- [Work required]: Which lines in the entries below contain the string "plate"? Show each of them in full.

- [Material supplied]:
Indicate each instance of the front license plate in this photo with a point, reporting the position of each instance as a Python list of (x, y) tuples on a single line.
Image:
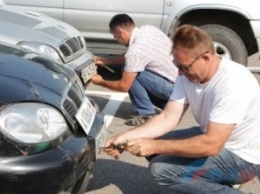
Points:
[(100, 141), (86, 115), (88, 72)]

==

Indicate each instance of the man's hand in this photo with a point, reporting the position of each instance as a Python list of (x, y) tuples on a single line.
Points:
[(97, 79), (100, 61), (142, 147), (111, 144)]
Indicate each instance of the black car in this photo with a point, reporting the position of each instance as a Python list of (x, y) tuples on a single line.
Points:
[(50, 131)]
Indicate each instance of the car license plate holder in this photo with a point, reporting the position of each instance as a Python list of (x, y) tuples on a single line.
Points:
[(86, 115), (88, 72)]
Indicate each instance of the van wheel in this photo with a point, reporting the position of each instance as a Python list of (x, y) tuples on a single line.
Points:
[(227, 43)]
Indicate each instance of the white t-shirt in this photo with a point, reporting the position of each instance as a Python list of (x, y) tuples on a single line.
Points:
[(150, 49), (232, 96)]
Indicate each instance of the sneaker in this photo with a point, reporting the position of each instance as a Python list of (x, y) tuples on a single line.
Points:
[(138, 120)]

- [Exercise answer]:
Indicate each instance of the front license plate in this photo with a point, reporting the position of each instance as a Python list of (x, y) tuples on a single line.
Indicate each instance of the car license plate holder in this photo with a point, reporting the position of each instance as a Python list of (x, y) tuples on a single line.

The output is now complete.